Die soziale Eroberung der Erde

Ich habe viele Rezensionen (siehe Aufstellung am Ende dieses Abschnitts) zu Wilsons mit dem Wissenpreis des Jahres”[3] ausgezeichnetem Buch gefunden[4]. Sein Verlag selbst fasst das Buch vielleicht am prägnantesten zusammen:

“Egoismus oder Nächstenliebe, Eigennutz oder Kooperation – was liegt mehr in der Natur des Menschen? Als Einzelwesen sind wir egoistisch, als Gruppenwesen aber ziehen wir uneigennütziges Verhalten vor, sagt Edward O. Wilson, der berühmteste Biologe unserer Zeit, in seinem wegweisenden Buch. Zwischen den beiden Antriebskräften herrscht ein Dauerkonflikt, in der Gesellschaft wie in jedem Einzelnen von uns. Die Balance, die wir anstreben, ist stets zerbrechlich. … Das Buch beginnt mit drei fundamentalen Fragen, die die Menschen seit Jahrtausenden faszinieren: Woher kommen wir? Wer sind wir? Wohin gehen wir?”

⁂

- [Aufgabenstellung] Welches Verhalten ziehen wir laut dem Textauszug als Gruppenwesen vor?

(Datensatzeinträge)
⁂

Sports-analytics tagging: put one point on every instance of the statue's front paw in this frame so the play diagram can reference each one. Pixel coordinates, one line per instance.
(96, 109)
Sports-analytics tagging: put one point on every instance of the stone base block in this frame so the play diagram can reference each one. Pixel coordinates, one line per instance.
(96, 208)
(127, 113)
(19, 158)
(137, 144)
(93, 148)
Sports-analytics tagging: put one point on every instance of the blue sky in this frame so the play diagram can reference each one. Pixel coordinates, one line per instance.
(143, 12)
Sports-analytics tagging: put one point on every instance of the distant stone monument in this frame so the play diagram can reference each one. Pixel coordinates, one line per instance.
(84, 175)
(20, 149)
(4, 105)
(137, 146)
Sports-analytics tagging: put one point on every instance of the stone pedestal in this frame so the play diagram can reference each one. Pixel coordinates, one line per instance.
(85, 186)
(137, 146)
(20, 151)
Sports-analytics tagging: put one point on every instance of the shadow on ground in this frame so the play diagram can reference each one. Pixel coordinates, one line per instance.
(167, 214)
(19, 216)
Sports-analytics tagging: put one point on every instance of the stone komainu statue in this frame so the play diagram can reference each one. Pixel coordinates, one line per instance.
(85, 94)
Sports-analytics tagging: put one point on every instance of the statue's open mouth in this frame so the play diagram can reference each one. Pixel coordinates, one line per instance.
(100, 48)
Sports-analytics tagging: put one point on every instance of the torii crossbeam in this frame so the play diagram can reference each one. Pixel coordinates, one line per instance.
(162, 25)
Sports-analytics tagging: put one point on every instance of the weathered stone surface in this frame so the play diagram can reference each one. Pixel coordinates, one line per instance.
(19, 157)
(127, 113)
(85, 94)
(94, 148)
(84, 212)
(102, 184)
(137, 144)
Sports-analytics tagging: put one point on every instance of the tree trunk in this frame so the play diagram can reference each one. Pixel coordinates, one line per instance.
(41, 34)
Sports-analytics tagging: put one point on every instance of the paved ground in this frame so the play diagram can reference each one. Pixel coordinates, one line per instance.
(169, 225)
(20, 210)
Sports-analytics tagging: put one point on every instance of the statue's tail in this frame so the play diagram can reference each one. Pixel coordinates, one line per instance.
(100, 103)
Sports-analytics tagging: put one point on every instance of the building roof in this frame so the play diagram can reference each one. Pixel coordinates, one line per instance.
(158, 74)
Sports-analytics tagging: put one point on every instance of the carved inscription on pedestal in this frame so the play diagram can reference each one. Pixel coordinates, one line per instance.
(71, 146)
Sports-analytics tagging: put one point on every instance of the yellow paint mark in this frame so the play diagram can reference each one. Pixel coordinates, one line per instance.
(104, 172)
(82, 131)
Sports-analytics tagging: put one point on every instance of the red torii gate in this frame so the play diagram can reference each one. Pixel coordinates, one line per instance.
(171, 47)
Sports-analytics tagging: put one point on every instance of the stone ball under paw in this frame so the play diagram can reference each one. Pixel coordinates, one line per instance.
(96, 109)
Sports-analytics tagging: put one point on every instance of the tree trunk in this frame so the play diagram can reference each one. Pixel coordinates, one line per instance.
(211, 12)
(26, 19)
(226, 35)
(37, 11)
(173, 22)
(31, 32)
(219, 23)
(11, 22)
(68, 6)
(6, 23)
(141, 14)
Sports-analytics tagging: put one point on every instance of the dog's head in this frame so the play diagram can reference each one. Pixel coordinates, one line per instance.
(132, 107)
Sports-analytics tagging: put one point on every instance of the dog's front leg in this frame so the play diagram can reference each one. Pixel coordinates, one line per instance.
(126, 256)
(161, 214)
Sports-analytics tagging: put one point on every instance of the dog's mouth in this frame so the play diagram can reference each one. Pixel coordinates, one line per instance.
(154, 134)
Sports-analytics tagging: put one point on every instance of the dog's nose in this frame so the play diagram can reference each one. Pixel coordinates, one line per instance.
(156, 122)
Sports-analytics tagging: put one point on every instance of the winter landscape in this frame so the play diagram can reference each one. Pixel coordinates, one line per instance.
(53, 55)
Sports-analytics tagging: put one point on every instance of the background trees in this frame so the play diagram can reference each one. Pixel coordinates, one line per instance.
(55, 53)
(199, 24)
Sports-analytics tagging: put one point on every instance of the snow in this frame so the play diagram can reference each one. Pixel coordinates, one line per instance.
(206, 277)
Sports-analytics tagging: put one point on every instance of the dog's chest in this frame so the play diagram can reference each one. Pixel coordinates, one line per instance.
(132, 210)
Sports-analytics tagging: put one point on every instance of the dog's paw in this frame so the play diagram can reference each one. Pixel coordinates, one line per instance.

⁂

- [Lösung] Als Gruppenwesen ziehen wir uneigennütziges Verhalten vor.